Challenge - List every line below that contains the word "lion". Case counts, so a line qualifies only if the capitalization matches.

━━ Records for processing

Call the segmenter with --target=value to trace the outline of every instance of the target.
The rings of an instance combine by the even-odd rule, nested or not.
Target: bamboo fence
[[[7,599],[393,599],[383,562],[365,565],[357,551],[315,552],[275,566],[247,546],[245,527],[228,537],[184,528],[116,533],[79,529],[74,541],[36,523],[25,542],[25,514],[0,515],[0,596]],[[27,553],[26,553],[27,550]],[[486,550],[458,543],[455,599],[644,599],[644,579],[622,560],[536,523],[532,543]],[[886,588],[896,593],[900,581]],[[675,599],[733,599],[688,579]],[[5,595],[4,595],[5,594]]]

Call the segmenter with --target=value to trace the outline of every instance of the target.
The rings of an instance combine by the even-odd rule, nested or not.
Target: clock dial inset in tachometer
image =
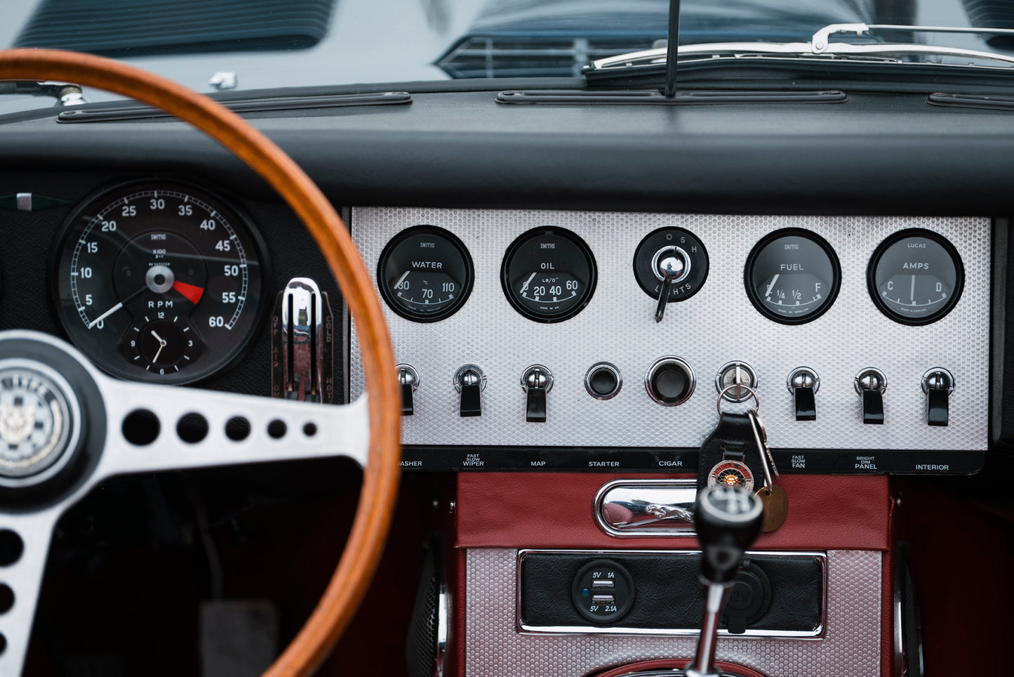
[[[815,232],[785,228],[758,242],[746,259],[746,294],[767,318],[785,325],[812,322],[835,302],[842,269]]]
[[[928,325],[961,297],[964,268],[954,246],[932,230],[895,232],[877,247],[867,270],[870,296],[894,322]]]
[[[191,383],[235,358],[261,319],[263,246],[221,200],[134,183],[65,225],[56,306],[67,335],[114,376]]]
[[[595,291],[595,259],[583,240],[557,227],[528,230],[507,249],[500,281],[507,300],[536,322],[563,322]]]
[[[472,292],[472,257],[460,240],[433,225],[403,230],[377,263],[377,287],[392,311],[414,322],[457,313]]]

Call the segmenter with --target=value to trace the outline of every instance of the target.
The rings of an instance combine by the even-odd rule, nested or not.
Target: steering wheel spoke
[[[53,527],[60,514],[59,507],[0,512],[0,609],[13,598],[10,608],[0,613],[0,645],[5,645],[0,653],[0,677],[21,674]]]
[[[96,475],[368,456],[364,395],[322,405],[195,388],[99,382],[106,442]]]

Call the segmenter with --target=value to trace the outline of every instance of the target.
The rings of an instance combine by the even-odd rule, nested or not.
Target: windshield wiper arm
[[[32,96],[53,96],[56,106],[80,106],[87,104],[81,92],[81,85],[73,82],[46,80],[0,80],[0,94],[30,94]]]
[[[908,43],[872,43],[855,44],[831,42],[836,33],[854,32],[862,36],[871,29],[913,30],[926,32],[972,32],[991,35],[1014,35],[1010,28],[963,28],[950,26],[917,26],[866,23],[831,23],[815,33],[808,43],[702,43],[696,45],[680,45],[676,54],[683,57],[749,57],[778,55],[780,57],[795,56],[800,58],[824,57],[897,57],[904,55],[950,56],[970,59],[983,59],[1014,65],[1014,57],[981,50],[968,50],[957,47],[937,47],[932,45],[912,45]],[[636,70],[644,67],[657,67],[666,63],[668,47],[631,52],[614,57],[606,57],[593,61],[585,67],[585,72],[608,70]]]

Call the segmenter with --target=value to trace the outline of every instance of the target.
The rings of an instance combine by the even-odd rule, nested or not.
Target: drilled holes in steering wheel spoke
[[[0,565],[0,675],[21,674],[46,556],[60,513],[50,509],[0,514],[0,532],[16,535],[18,542],[17,556],[5,558],[9,563]]]
[[[110,379],[98,385],[110,430],[101,477],[333,456],[366,465],[365,397],[323,405]]]

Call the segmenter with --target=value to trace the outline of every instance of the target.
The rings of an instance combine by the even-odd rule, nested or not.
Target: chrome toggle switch
[[[887,390],[887,377],[872,366],[856,375],[856,392],[863,398],[863,422],[880,425],[884,422],[883,393]]]
[[[796,408],[797,421],[813,421],[817,418],[814,395],[820,390],[820,377],[808,366],[800,366],[789,373],[785,380]]]
[[[954,392],[954,375],[935,366],[923,375],[923,392],[927,398],[926,422],[947,425],[950,418],[950,394]]]
[[[482,416],[480,393],[486,390],[486,375],[475,364],[459,366],[454,373],[454,389],[461,394],[459,416]]]
[[[524,420],[545,423],[546,394],[553,390],[553,373],[541,364],[532,364],[521,375],[521,389],[525,392]]]
[[[412,394],[419,390],[419,373],[409,364],[399,364],[397,385],[402,389],[402,415],[412,416],[416,413]]]

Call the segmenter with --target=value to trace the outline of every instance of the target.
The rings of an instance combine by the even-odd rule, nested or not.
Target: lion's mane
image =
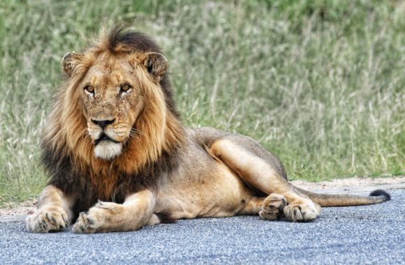
[[[42,162],[50,175],[49,184],[78,197],[73,207],[76,217],[97,199],[119,203],[141,186],[156,190],[159,176],[176,164],[184,130],[168,73],[157,84],[142,76],[147,73],[134,73],[141,80],[147,104],[135,124],[142,134],[130,138],[119,157],[112,161],[95,158],[87,133],[78,85],[97,56],[149,52],[161,53],[158,45],[142,33],[121,27],[104,31],[84,51],[72,75],[58,89],[41,143]]]

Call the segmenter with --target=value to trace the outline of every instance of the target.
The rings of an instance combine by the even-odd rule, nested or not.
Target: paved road
[[[405,190],[390,192],[381,204],[323,209],[311,223],[240,216],[78,235],[0,222],[0,264],[404,264]]]

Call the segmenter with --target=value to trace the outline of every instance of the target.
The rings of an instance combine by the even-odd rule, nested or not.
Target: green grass
[[[0,3],[0,202],[43,188],[60,59],[115,23],[160,43],[186,126],[257,139],[293,179],[405,174],[403,1],[160,2]]]

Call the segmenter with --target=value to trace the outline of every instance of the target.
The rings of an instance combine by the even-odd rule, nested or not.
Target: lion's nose
[[[108,124],[112,123],[115,121],[115,119],[112,120],[95,120],[91,119],[91,121],[93,123],[97,124],[98,126],[101,127],[102,129],[104,129],[105,126]]]

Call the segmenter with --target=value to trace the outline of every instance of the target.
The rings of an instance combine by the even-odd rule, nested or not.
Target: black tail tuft
[[[173,218],[169,212],[163,211],[161,213],[156,213],[156,215],[158,215],[158,218],[161,220],[161,223],[172,224],[176,222],[176,219]]]
[[[391,199],[391,195],[383,190],[376,190],[370,193],[370,196],[383,196],[384,201],[389,201]]]

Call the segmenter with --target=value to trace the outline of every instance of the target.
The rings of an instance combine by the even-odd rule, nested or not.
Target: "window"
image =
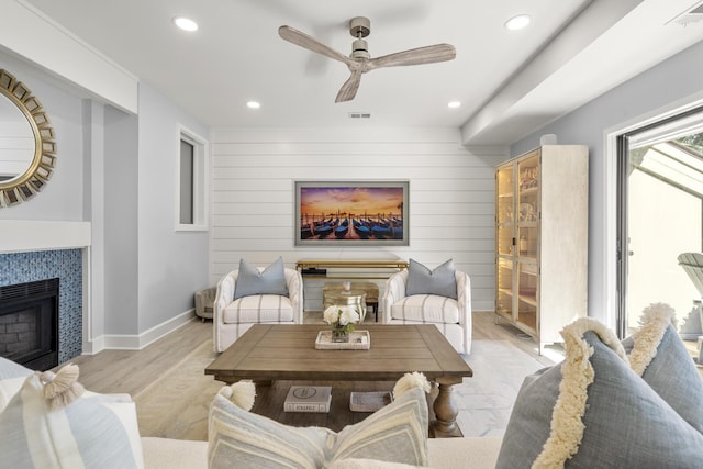
[[[176,231],[207,231],[207,142],[183,127],[179,137]]]
[[[703,249],[703,109],[620,139],[621,335],[632,334],[644,308],[659,301],[673,306],[687,325],[700,293],[678,257]]]

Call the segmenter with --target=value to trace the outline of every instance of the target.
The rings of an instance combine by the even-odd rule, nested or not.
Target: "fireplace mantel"
[[[0,254],[90,246],[90,222],[0,220]]]

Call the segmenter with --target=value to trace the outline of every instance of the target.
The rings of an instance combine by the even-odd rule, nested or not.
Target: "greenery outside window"
[[[208,143],[180,127],[176,181],[176,231],[208,230]]]

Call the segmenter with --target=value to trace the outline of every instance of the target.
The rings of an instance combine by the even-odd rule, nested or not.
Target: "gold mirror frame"
[[[34,135],[34,157],[24,174],[8,181],[0,181],[0,208],[30,200],[41,191],[52,177],[56,166],[54,130],[40,101],[7,70],[0,69],[0,97],[4,96],[26,118]]]

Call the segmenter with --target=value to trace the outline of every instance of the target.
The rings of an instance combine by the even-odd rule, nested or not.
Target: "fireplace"
[[[0,356],[42,371],[58,365],[58,283],[0,287]]]

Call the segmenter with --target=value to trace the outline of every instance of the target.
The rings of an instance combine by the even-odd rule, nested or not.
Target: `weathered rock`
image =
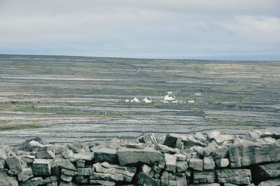
[[[68,183],[68,182],[64,182],[64,181],[62,180],[59,182],[59,186],[78,186],[78,185],[73,182]]]
[[[213,170],[215,169],[215,162],[211,157],[204,157],[203,158],[203,169]]]
[[[90,180],[90,183],[92,183],[93,185],[103,185],[103,186],[115,186],[114,182],[106,181],[106,180]]]
[[[52,167],[57,166],[58,169],[65,169],[68,170],[77,171],[75,166],[68,159],[55,159],[52,162]]]
[[[94,152],[94,160],[98,162],[118,162],[118,153],[115,149],[102,148]]]
[[[120,165],[123,166],[140,162],[153,164],[158,162],[163,155],[148,147],[144,149],[120,148],[118,149],[118,157]]]
[[[241,140],[230,147],[230,162],[232,168],[254,164],[280,161],[280,139],[264,140],[258,143]]]
[[[176,176],[167,174],[166,171],[162,173],[160,178],[160,185],[162,186],[180,186],[188,185],[187,179],[184,173],[178,173]]]
[[[76,162],[76,166],[77,168],[85,168],[85,161],[82,159],[78,159]]]
[[[227,158],[216,159],[215,164],[217,168],[225,168],[230,164],[230,160]]]
[[[40,137],[36,137],[34,139],[27,140],[23,144],[23,150],[27,151],[33,151],[38,147],[47,145],[48,143]]]
[[[160,186],[160,180],[153,179],[149,175],[140,172],[137,175],[137,184],[139,185],[155,185]]]
[[[172,155],[180,153],[180,150],[178,150],[178,148],[172,148],[161,144],[155,145],[155,149],[162,153],[169,153]]]
[[[26,182],[21,183],[20,186],[36,186],[36,185],[43,185],[50,183],[55,183],[58,180],[56,176],[47,177],[43,178],[41,177],[36,177],[27,180]]]
[[[62,155],[64,158],[69,158],[74,155],[74,152],[71,150],[66,148],[62,152]]]
[[[18,185],[17,178],[8,176],[7,169],[0,169],[0,183],[1,186]]]
[[[19,181],[24,182],[33,177],[33,172],[31,168],[23,169],[22,171],[18,174]]]
[[[233,142],[233,137],[229,134],[220,134],[218,131],[210,131],[206,134],[207,139],[209,142],[214,140],[218,145],[222,145],[223,142],[229,141]]]
[[[146,147],[146,144],[143,143],[129,143],[122,145],[124,148],[136,148],[136,149],[144,149]]]
[[[72,180],[73,176],[62,174],[60,176],[60,178],[65,182],[71,182]]]
[[[49,159],[35,159],[32,164],[34,176],[48,176],[51,175],[52,160]]]
[[[0,157],[0,169],[4,169],[5,167],[5,159],[3,157]]]
[[[279,186],[280,185],[280,178],[263,181],[260,183],[258,186]]]
[[[165,153],[164,159],[165,159],[165,171],[175,173],[177,157],[175,155],[172,155]]]
[[[52,159],[55,157],[55,152],[52,150],[41,150],[37,152],[36,157],[38,159]]]
[[[208,143],[207,139],[201,132],[195,133],[194,137],[195,139],[200,141],[201,142],[204,143],[205,144]]]
[[[175,156],[177,157],[177,162],[186,161],[187,159],[186,155],[182,154],[175,154]]]
[[[76,162],[78,159],[85,161],[92,161],[94,157],[94,152],[80,152],[78,153],[74,153],[70,157],[71,162]]]
[[[47,186],[57,186],[58,183],[57,182],[50,183],[47,184]]]
[[[181,173],[187,171],[188,168],[187,162],[177,162],[176,163],[176,171]]]
[[[144,173],[149,175],[150,171],[152,170],[152,168],[146,164],[144,164],[142,165],[141,170]]]
[[[24,161],[27,164],[31,164],[33,161],[34,161],[35,156],[27,155],[22,157],[22,160]]]
[[[160,172],[162,171],[162,169],[158,167],[155,164],[152,167],[153,171],[155,173],[155,174],[160,174]]]
[[[199,184],[190,184],[189,186],[220,186],[220,184],[217,183],[199,183]]]
[[[77,171],[71,171],[71,170],[68,170],[65,169],[62,169],[62,174],[69,176],[74,176],[77,175]]]
[[[22,171],[22,167],[17,167],[8,171],[8,173],[11,176],[16,176]]]
[[[193,183],[212,183],[216,181],[216,172],[213,171],[197,171],[193,173]]]
[[[6,159],[6,164],[9,169],[21,167],[20,159],[18,157],[8,157]]]
[[[260,131],[258,130],[249,130],[246,134],[246,138],[252,141],[257,141],[258,138],[272,138],[280,139],[280,133],[275,131]]]
[[[255,165],[251,167],[252,180],[260,182],[280,177],[280,162],[264,165]]]
[[[190,159],[188,166],[196,171],[203,171],[203,160],[201,159]]]
[[[249,169],[220,169],[216,170],[216,174],[220,183],[248,185],[251,181]]]
[[[136,168],[134,166],[113,165],[107,162],[97,162],[93,167],[95,171],[90,177],[91,180],[131,182],[136,173]]]
[[[146,143],[148,145],[151,145],[152,144],[158,144],[158,140],[153,134],[144,134],[138,138],[138,141]]]
[[[183,136],[176,134],[168,134],[165,136],[164,145],[171,148],[176,148],[178,143],[178,139],[183,143],[183,148],[191,148],[194,145],[206,147],[206,145],[198,140],[196,140],[193,136]]]
[[[76,182],[78,183],[88,183],[89,178],[88,176],[76,176],[75,178]]]
[[[77,174],[78,176],[92,176],[92,171],[91,168],[78,168]]]

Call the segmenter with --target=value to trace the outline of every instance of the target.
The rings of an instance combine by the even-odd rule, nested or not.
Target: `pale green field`
[[[160,102],[167,91],[182,103]],[[280,62],[0,55],[3,142],[279,130],[279,110]]]

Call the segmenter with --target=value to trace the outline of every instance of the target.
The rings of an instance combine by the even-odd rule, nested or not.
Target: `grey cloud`
[[[0,0],[0,53],[279,59],[279,6],[274,0]]]

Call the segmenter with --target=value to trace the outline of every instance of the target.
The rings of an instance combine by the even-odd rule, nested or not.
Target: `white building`
[[[134,97],[133,99],[130,100],[130,103],[140,103],[139,100]]]
[[[150,97],[146,97],[144,99],[142,100],[142,103],[152,103],[152,99]]]
[[[164,96],[164,101],[174,101],[176,96],[173,94],[172,92],[167,92],[167,94]]]

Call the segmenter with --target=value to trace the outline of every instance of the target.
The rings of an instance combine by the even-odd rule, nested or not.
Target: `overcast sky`
[[[279,0],[0,0],[0,54],[280,59]]]

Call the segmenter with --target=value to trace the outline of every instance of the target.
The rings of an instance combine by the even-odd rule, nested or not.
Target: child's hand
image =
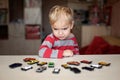
[[[64,56],[64,57],[73,56],[73,52],[72,52],[71,50],[64,50],[63,56]]]

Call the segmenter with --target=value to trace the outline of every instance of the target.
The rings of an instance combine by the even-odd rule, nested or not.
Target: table
[[[23,66],[27,64],[23,61],[26,57],[34,57],[39,61],[54,62],[55,67],[61,69],[59,74],[53,74],[53,68],[47,68],[42,73],[37,73],[37,65],[32,65],[33,69],[28,71],[21,71],[20,67],[10,69],[8,66],[15,62],[20,62]],[[94,71],[82,70],[81,67],[88,65],[81,63],[77,66],[81,73],[75,74],[70,70],[61,67],[61,64],[67,61],[92,60],[93,64],[99,61],[110,62],[111,65],[102,69],[95,69]],[[120,77],[120,55],[75,55],[73,57],[66,57],[63,59],[48,59],[40,58],[37,55],[1,55],[0,56],[0,80],[118,80]]]

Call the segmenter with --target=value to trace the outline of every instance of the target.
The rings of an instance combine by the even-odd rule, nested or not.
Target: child
[[[54,6],[49,12],[53,33],[49,34],[39,48],[39,56],[62,58],[79,54],[78,43],[71,33],[74,25],[73,11],[68,7]]]

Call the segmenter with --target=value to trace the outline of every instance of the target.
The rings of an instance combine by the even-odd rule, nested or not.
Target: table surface
[[[9,65],[15,62],[20,62],[27,66],[23,61],[26,57],[34,57],[39,61],[54,62],[55,68],[60,68],[59,74],[53,74],[53,68],[48,68],[42,73],[37,73],[36,69],[39,67],[36,64],[32,65],[33,69],[28,71],[21,71],[21,68],[11,69]],[[95,69],[94,71],[82,70],[81,67],[88,66],[88,64],[81,63],[75,66],[81,70],[81,73],[64,69],[61,64],[68,61],[90,60],[93,64],[100,61],[110,62],[111,65],[102,69]],[[120,77],[120,55],[75,55],[73,57],[66,57],[63,59],[49,59],[40,58],[37,55],[1,55],[0,56],[0,80],[118,80]],[[47,66],[47,65],[46,65]]]

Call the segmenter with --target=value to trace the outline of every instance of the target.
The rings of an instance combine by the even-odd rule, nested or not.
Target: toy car
[[[39,68],[37,68],[36,72],[43,72],[44,70],[46,70],[47,67],[45,66],[40,66]]]
[[[60,72],[60,68],[54,68],[53,73],[59,73]]]
[[[47,62],[39,62],[39,63],[37,63],[37,65],[40,65],[40,66],[43,66],[45,64],[47,64]]]
[[[78,62],[78,61],[70,61],[70,62],[67,62],[67,64],[79,66],[80,62]]]
[[[49,62],[49,63],[48,63],[48,67],[49,67],[49,68],[53,68],[54,65],[55,65],[54,62]]]
[[[61,66],[64,67],[65,69],[70,68],[70,66],[68,66],[68,64],[62,64]]]
[[[10,68],[17,68],[20,66],[22,66],[22,63],[13,63],[13,64],[9,65]]]
[[[93,71],[94,70],[94,67],[82,67],[82,69],[85,69],[85,70],[88,70],[88,71]]]
[[[36,60],[36,59],[35,58],[25,58],[25,59],[23,59],[23,61],[25,61],[25,62],[28,62],[30,60]]]
[[[91,64],[92,63],[92,61],[88,61],[88,60],[82,60],[82,61],[80,61],[81,63],[86,63],[86,64]]]
[[[91,67],[98,68],[98,69],[102,68],[102,66],[99,64],[92,64]]]
[[[74,73],[80,73],[81,72],[81,70],[76,68],[76,67],[71,67],[70,70],[73,71]]]
[[[30,60],[27,62],[27,64],[29,65],[32,65],[32,64],[35,64],[35,63],[38,63],[39,61],[38,60]]]
[[[25,66],[25,67],[22,67],[21,70],[27,71],[27,70],[32,69],[32,68],[33,68],[32,66]]]
[[[99,65],[102,65],[102,66],[110,66],[111,63],[99,62],[98,64],[99,64]]]

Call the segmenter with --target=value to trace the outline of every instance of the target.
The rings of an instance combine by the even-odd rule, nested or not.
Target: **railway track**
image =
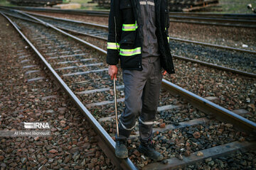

━━━━

Reply to the exercise -
Target: lion's mane
Target: lion's nose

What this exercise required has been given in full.